In realtà, non c’è stato
proprio un salto qualitativo netto tra i testi scritti in precedenza per
l’università e “Troppo Amore!”. Nel senso che, anche quelli, non sono mai stati
troppo teorici perché mi sono sempre interessata ai fatti della vita, ai
sentimenti, anche quando ho pubblicato saggi sulle emozioni, sul fascino del
rischio, sullo stile di vita e la personalità postmoderna, sulle dipendenze
psicologiche. Magari erano un po’ più “contratti” in una forma didascalica
visto che erano adottati come testi d’esame. Ma era incredibilmente bello
sentirli rinascere con le parole degli studenti, vederli accresciuti dalle loro
elaborazioni e dai loro pensieri. Mi sembrava davvero di essere riuscita a
parlare con loro e di averli trascinati in un mondo di interessi comuni.
“Troppo Amore!” nasce dalla
voglia di dare voce alle mie esperienze, alla mia esigenza di ragionare sulle
cause degli eventi e di parlare, con passione, alle donne, delle donne e dei
nostri stati d’animo.
Dove scrivi?
All’Università? A casa? E hai “una stanza tutta per te”?
L’università non mi è mai
sembrata il luogo adatto per scrivere (tranne quando lo facevo con colleghe per
dei progetti comuni), non c’è l’atmosfera giusta: sfrutto tantissimo la
Biblioteca per reperire i testi ma, fatto un borsone, me li porto tutti a casa.
Qui ho la fortuna di avere
una stanza dove c’è l’essenziale. Una scrivania anni ’40, dove si accumulano
appunti presi al volo, libri, pc; una poltrona comoda e una libreria colma di
libri di letteratura, saggi, poesie; cataloghi, guide di viaggi: dal libro regalato
dalla maestra durante la seconda elementare, all’ultimo acquisto. Alle pareti
stampe coloratissime dei musei visitati, in giro per il mondo.
Questa è la mia idea di
luogo ideale, quando scrivo. Circondarmi del “bello vissuto”, dei ricordi che
smuovono energia, dell’utile e del comodo. Niente di meglio.

Consegne:
(1) Rispondi alle domande seguenti basandoti sull'intervista.
(a) Perché i testi scritti in precedenza per l'università erano un po' più "contratti"?
(b) Dove porta chi parla i testi presi in Biblioteca?
(c) A quale decennio risale la scrivania della stanza?
(2) Prosegui l'intervista a partire dall'ultima frase riportata.

Voci di dati
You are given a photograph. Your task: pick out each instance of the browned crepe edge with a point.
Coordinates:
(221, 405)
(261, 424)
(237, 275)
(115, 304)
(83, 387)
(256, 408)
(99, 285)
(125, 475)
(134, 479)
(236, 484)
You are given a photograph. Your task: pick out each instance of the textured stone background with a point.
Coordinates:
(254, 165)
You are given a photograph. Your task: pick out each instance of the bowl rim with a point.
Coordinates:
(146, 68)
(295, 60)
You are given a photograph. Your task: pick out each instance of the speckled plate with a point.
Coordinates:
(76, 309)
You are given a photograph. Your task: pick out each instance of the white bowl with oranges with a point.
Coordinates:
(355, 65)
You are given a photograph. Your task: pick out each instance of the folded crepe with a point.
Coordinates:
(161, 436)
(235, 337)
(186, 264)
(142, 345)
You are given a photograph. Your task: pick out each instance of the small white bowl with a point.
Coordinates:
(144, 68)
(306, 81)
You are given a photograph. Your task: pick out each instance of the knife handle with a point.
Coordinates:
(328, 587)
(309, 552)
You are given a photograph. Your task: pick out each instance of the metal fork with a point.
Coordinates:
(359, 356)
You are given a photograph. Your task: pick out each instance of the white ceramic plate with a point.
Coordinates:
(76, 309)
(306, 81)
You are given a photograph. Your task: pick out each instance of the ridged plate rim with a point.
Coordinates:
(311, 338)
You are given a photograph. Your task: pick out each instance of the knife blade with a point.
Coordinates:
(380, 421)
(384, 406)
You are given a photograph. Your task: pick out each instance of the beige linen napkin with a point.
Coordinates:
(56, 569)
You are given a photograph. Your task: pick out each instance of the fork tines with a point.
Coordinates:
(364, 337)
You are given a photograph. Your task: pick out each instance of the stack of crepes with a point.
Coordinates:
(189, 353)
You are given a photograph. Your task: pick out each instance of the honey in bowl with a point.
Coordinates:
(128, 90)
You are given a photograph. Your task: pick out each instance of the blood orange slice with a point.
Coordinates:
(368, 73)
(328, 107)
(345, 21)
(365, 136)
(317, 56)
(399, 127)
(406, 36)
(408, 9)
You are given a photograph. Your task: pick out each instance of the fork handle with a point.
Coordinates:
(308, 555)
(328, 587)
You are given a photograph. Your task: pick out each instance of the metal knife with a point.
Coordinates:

Soluzioni dell'esercizio:
(1)
(a) Erano adottati come testi d'esame.
(b) Li porta a casa, in un borsone.
(c) Agli anni '40.

(2)
La
sinossi ci dà un’idea abbastanza precisa del contenuto di “Troppo Amore!”, ma
vorrei che tu ci parlassi della stesura del testo, delle difficoltà incontrate.
Rendilo vivo, insomma.
“Troppo Amore!”, il libro che
riflette sul tema, gravemente attuale, della dipendenza affettiva e delle sue
origini culturali,
politiche, psicologiche, è stato scritto in diversi mesi: onestamente non
ricordo quanti tra la prima stesura e qualche revisione. So che l’ho amato
molto e il tempo è passato trasformandosi in quella sana dimensione in cui
energie, idee, pagine realizzate, stanchezza e soddisfazione, si mescolano
assieme. Saranno stati cinque, sei mesi di feeling? Non lo so.
Mentre so di non aver
impiegato nulla tra la proposta all’Editore (nella persona di Alessandro
Bruciamonti) e l’accettazione del lavoro. Questo perché ho incontrato, da parte
sua, sensibilità, attenzione ai particolari e all’attualità del tema trattato,
senza per questo però cadere nella spettacolarizzazione del dramma vissuto da
molte donne: un atteggiamento che può fare “mercato”, ma che io non condivido
più di tanto. Sicuramente fortunata, ma ha senso così. Altrimenti non ci
sarebbero stati né fiducia, né divertimento né, tanto meno, interesse a
continuare la collaborazione.
Dopo
aver pubblicato il libro, hai potuto toccare con mano le reazioni dei lettori.
Che impressioni ne hai ricavato?
Ho presentato il libro in
diverse occasioni. Nelle librerie, in biblioteca, nelle scuole, nei centri culturali,
in alcuni eventi. E’ stata una fantastica opportunità per fare nuove
conoscenze. Alcune delle mie nuove e belle amicizie sono nate con questo libro.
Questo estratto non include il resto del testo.